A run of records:
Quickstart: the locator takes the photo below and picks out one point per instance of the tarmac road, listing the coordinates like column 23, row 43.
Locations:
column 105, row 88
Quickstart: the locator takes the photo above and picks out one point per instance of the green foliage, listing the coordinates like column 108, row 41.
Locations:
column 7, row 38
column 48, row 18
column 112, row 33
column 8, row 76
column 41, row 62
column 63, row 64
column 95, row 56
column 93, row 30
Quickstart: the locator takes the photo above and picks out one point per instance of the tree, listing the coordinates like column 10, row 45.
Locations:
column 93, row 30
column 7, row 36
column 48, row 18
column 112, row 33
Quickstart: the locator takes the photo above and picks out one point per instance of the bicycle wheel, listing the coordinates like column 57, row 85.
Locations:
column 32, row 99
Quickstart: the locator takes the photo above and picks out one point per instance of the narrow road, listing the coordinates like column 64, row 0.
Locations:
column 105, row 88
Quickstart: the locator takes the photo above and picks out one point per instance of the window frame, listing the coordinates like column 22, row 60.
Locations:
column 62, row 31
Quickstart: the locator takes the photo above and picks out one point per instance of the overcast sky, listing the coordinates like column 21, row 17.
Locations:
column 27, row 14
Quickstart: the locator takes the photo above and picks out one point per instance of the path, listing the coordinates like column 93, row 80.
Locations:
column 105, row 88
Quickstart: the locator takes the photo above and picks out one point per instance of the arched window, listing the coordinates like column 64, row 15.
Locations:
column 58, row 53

> [WHAT YOU NEED TO DO] Change every "locator" to "annotator" throughout the items above and reproduce them with nothing else altered.

> [THE OUTPUT]
Quickstart: the annotator takes the photo below and picks out one point per instance of the tarmac road, listing the coordinates like column 23, row 43.
Locations:
column 105, row 88
Quickstart: the annotator takes the photo above and picks out one point per instance of the green foliage, listing the coordinates like column 108, row 41.
Locations:
column 7, row 38
column 48, row 18
column 112, row 33
column 8, row 76
column 41, row 62
column 63, row 64
column 95, row 56
column 93, row 30
Quickstart: the annotator takes the photo above and picks out one point per instance of the tree, listing the coordinates like column 10, row 45.
Locations:
column 93, row 30
column 7, row 36
column 48, row 18
column 112, row 33
Quickstart: the annotator takes the photo above and picks out one point per instance of the bicycle wheel, listing the coordinates like column 57, row 85.
Locations:
column 32, row 99
Quickstart: the annotator takes the photo above and picks out one point per instance of the narrow road, listing the coordinates like column 64, row 0.
Locations:
column 105, row 88
Quickstart: the annotator takes the photo above and picks out one point per instance of the window frame, listing the coordinates like column 22, row 60.
Locations:
column 62, row 31
Quickstart: the annotator takes the photo above and picks out one point per instance of the overcast sky, listing the coordinates like column 21, row 17.
Locations:
column 27, row 14
Quickstart: the annotator takes the photo above and picks out one point per instance of the path, listing the coordinates like column 93, row 80.
Locations:
column 105, row 88
Quickstart: the annotator takes the photo above and picks out one point per instance of the arched window, listing the coordinates like column 64, row 15.
Locations:
column 58, row 53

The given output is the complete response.